*PROBLEM TO SOLVE*. Please convert the entries between the lines holding "Provide the segmentation of every instance of the guardrail" and "222 142 L 222", inclusive, into a two-column CSV with the header columns instruction and output. Give one row per entry, with its text under instruction and its answer under output, each in a single quoted field with line breaks turned into spaces.

*DATA SUPPLIED*.

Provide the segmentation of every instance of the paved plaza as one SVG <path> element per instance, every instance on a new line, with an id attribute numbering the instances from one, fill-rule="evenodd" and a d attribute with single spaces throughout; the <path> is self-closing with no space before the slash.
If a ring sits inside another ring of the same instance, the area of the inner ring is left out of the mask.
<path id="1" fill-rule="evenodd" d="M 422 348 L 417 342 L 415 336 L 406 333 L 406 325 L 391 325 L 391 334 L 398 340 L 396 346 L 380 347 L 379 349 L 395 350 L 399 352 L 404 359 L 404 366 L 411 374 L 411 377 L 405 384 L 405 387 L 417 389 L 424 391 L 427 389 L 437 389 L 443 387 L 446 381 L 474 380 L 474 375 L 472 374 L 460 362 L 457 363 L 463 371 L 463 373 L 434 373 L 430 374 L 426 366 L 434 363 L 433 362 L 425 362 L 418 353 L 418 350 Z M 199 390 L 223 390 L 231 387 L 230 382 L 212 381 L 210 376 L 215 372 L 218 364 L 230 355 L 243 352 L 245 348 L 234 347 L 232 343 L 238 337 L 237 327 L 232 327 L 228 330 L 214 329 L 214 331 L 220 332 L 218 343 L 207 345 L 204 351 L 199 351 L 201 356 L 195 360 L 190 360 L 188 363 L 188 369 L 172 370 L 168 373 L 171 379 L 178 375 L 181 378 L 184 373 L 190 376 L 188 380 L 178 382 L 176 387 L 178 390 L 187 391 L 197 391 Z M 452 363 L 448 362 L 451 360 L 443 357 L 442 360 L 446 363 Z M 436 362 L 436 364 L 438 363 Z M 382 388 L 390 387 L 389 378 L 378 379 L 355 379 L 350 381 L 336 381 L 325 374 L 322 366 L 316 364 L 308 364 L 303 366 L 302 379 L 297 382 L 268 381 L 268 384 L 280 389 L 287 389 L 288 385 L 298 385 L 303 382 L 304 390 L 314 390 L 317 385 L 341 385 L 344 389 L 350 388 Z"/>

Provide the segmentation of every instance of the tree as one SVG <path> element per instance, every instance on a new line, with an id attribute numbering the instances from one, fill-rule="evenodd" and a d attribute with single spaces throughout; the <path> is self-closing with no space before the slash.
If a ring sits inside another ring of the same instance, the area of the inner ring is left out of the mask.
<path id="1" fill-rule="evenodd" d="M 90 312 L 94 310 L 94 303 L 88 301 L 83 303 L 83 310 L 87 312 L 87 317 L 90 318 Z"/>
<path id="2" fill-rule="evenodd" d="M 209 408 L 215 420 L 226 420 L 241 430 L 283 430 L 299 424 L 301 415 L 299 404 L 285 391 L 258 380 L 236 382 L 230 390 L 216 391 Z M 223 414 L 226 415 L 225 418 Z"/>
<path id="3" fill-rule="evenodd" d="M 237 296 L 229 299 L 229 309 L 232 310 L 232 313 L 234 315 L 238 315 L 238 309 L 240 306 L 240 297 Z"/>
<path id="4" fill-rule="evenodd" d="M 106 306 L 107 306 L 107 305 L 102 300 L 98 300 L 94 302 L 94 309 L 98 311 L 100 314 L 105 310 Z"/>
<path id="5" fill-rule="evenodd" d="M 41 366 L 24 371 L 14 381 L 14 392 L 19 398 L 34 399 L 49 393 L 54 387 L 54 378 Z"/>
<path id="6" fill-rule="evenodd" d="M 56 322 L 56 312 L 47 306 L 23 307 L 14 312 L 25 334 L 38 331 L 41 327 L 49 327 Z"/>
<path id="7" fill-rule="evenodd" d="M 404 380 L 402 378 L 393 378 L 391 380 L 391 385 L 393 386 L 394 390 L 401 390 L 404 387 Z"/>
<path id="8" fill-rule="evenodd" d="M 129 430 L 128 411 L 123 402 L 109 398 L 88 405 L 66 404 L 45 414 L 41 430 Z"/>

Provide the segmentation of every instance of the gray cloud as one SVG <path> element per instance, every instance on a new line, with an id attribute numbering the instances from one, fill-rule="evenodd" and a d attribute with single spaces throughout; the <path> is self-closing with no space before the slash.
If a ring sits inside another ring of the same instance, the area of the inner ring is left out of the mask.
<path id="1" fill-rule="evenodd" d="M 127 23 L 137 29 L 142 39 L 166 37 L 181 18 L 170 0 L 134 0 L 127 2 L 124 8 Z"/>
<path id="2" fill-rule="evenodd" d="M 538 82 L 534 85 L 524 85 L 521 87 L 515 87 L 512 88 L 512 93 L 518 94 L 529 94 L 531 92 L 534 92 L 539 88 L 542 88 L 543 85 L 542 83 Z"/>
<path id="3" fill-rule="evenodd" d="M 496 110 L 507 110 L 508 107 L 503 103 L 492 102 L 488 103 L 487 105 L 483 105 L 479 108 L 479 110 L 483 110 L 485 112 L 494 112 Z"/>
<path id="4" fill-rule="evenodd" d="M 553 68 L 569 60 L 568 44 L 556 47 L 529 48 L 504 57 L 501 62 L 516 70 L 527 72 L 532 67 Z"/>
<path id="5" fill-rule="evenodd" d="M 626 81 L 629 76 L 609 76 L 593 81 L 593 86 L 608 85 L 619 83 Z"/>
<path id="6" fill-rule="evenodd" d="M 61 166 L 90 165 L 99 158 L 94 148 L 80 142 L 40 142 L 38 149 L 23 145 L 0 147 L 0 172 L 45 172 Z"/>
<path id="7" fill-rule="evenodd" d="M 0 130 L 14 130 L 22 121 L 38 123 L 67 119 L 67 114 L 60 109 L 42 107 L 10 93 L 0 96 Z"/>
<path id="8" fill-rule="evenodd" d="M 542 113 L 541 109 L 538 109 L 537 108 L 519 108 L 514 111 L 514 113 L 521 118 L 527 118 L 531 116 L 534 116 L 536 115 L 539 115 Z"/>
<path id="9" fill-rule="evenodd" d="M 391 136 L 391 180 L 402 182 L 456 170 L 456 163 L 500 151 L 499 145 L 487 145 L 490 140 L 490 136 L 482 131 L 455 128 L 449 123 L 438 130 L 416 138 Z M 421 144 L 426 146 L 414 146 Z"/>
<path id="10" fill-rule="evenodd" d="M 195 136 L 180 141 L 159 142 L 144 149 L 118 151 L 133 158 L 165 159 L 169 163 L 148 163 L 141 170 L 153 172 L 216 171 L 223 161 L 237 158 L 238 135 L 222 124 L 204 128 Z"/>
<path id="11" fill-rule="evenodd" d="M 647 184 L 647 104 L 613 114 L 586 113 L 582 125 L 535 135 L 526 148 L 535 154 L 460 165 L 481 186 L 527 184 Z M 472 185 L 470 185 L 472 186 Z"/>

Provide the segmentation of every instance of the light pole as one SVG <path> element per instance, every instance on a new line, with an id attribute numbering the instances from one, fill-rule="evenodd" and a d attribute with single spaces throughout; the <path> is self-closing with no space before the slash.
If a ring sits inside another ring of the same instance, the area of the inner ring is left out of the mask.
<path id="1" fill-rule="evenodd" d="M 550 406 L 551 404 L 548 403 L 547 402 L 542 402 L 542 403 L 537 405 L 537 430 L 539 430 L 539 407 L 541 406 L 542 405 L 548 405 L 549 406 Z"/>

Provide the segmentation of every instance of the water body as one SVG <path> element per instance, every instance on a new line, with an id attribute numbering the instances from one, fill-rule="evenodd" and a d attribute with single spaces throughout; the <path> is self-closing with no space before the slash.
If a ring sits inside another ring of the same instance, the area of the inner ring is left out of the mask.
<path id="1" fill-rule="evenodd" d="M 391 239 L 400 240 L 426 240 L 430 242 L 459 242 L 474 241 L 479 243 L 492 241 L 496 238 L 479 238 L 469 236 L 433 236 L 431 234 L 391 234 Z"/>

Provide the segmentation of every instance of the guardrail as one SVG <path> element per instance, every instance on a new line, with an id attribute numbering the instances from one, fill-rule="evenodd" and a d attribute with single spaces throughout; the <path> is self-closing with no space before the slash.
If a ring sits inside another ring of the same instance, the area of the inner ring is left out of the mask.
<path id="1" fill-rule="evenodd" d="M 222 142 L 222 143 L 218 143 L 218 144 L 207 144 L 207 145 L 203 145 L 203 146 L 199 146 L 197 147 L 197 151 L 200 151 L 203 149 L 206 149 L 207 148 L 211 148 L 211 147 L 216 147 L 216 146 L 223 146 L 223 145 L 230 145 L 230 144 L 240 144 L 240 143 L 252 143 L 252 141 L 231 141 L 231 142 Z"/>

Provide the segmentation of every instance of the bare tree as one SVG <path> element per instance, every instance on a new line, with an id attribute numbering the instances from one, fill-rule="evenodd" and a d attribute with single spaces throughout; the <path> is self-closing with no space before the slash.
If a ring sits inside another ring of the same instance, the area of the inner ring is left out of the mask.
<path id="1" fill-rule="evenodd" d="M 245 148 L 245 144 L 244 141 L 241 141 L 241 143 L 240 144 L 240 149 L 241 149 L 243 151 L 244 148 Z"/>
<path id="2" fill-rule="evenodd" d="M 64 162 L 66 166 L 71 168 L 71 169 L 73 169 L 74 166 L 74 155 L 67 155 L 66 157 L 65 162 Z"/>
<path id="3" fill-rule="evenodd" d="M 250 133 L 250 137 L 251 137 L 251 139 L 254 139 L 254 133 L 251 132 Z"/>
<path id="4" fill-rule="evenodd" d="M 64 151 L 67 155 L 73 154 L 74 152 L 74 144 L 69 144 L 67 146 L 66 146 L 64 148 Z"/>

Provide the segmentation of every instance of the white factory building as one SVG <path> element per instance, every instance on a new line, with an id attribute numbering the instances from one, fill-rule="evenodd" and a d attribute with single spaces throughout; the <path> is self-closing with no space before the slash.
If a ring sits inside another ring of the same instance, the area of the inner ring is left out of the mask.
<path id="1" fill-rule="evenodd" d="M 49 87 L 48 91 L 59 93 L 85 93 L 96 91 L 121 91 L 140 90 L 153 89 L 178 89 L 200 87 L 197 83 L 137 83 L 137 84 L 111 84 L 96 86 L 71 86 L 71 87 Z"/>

*RIGHT ANSWER*.
instruction,output
"Provide the segmentation of every instance of the guardrail as one SVG <path> element per instance, every instance on a new line, with an id attribute numbering the instances from one, fill-rule=""evenodd"" and a d attribute with single spaces throughout; the <path> is self-closing with no space before the slash. If a ring sits inside another ring of the same instance, the area of the inner ring is left out of the mask.","<path id=""1"" fill-rule=""evenodd"" d=""M 222 142 L 222 143 L 218 143 L 218 144 L 207 144 L 207 145 L 203 145 L 203 146 L 199 146 L 197 147 L 197 151 L 200 151 L 203 149 L 206 149 L 207 148 L 211 148 L 211 147 L 216 147 L 216 146 L 223 146 L 223 145 L 230 145 L 230 144 L 240 144 L 240 143 L 252 143 L 252 141 L 231 141 L 231 142 Z""/>"